### EXERCISE BRIEF
Output the records that follow, with every character intact.

--

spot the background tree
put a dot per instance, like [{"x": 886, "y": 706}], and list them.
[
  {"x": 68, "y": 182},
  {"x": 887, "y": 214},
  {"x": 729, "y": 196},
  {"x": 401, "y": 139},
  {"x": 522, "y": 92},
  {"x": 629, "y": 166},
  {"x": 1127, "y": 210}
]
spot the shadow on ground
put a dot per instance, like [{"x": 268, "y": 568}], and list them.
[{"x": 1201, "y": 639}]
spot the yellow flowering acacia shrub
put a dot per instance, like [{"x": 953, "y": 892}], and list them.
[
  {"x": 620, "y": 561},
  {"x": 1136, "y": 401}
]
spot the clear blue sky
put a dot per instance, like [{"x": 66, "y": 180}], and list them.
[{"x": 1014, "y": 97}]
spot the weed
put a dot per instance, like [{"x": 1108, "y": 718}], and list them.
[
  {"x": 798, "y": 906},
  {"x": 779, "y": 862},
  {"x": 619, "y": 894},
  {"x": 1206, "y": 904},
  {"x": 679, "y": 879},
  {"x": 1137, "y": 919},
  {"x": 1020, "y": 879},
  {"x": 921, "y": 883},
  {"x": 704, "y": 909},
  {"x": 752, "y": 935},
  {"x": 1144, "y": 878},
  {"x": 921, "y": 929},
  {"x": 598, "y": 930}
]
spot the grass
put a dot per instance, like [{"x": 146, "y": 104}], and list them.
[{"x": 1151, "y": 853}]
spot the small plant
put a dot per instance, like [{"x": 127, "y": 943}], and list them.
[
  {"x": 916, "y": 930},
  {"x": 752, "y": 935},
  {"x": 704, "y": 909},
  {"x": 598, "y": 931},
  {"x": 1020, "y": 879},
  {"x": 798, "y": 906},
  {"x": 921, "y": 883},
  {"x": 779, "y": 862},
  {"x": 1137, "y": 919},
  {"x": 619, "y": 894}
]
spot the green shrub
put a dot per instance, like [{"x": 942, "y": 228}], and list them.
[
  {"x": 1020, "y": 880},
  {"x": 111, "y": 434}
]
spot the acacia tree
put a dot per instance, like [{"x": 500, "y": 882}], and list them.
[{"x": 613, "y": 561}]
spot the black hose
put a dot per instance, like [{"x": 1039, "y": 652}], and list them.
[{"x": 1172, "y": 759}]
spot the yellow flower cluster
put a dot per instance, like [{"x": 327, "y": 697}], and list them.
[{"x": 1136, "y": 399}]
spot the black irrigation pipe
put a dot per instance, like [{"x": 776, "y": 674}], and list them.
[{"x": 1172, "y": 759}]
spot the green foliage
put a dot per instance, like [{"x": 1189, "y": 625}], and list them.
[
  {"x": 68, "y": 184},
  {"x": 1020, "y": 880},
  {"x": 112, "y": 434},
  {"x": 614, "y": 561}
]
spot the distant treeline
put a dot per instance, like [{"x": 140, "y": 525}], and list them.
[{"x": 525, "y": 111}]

--

### FINISHED EXERCISE
spot the background tree
put a dot per instance, like [{"x": 886, "y": 706}], and list them.
[
  {"x": 68, "y": 182},
  {"x": 887, "y": 214},
  {"x": 729, "y": 196},
  {"x": 401, "y": 139},
  {"x": 522, "y": 92},
  {"x": 629, "y": 166},
  {"x": 1127, "y": 210}
]
spot the shadow on ground
put a dot per instance, like [{"x": 268, "y": 568}], and list them.
[{"x": 1201, "y": 639}]
spot the yellow flowering acacia shrub
put a dot per instance, like [{"x": 953, "y": 892}], and list them.
[
  {"x": 620, "y": 561},
  {"x": 1136, "y": 401}
]
spot the clear blue sky
put a dot per instance, like [{"x": 66, "y": 180}], and list them.
[{"x": 1014, "y": 97}]
spot the weed
put a dot per instance, like [{"x": 1108, "y": 718}], and list them.
[
  {"x": 798, "y": 906},
  {"x": 779, "y": 862},
  {"x": 619, "y": 894},
  {"x": 1206, "y": 904},
  {"x": 679, "y": 879},
  {"x": 1137, "y": 919},
  {"x": 1020, "y": 879},
  {"x": 921, "y": 883},
  {"x": 704, "y": 909},
  {"x": 752, "y": 935},
  {"x": 1144, "y": 878},
  {"x": 921, "y": 929},
  {"x": 598, "y": 930}
]
spot the grass
put a dot per instance, like [{"x": 146, "y": 104}], and list them.
[{"x": 1151, "y": 853}]
spot the small plant
put a dot per instance, like [{"x": 127, "y": 943}], and list them.
[
  {"x": 916, "y": 930},
  {"x": 752, "y": 935},
  {"x": 704, "y": 909},
  {"x": 598, "y": 931},
  {"x": 1020, "y": 879},
  {"x": 798, "y": 906},
  {"x": 921, "y": 883},
  {"x": 779, "y": 862},
  {"x": 1137, "y": 919},
  {"x": 619, "y": 894}
]
spot the green shrub
put a dot per instance, like [{"x": 942, "y": 228}], and list them.
[
  {"x": 1020, "y": 880},
  {"x": 111, "y": 434}
]
spot the acacia tree
put a dot per instance, like [{"x": 500, "y": 882}], and list them.
[{"x": 613, "y": 561}]
spot the black hose
put a dot per instance, like [{"x": 1039, "y": 652}], and list them.
[{"x": 1172, "y": 759}]
spot the yellow flower cluster
put a dot per instance, like [{"x": 327, "y": 697}], and list them.
[{"x": 1136, "y": 399}]
spot the black irrigation pipe
put a dot per instance, like [{"x": 776, "y": 674}], and list them.
[{"x": 1172, "y": 759}]
spot the green foliage
put a dot per instance, like [{"x": 1189, "y": 625}], and list them.
[
  {"x": 68, "y": 184},
  {"x": 1020, "y": 880},
  {"x": 112, "y": 434},
  {"x": 614, "y": 561}
]
spot the distant treeline
put a dot per instance, like [{"x": 140, "y": 525}], and list them.
[{"x": 525, "y": 111}]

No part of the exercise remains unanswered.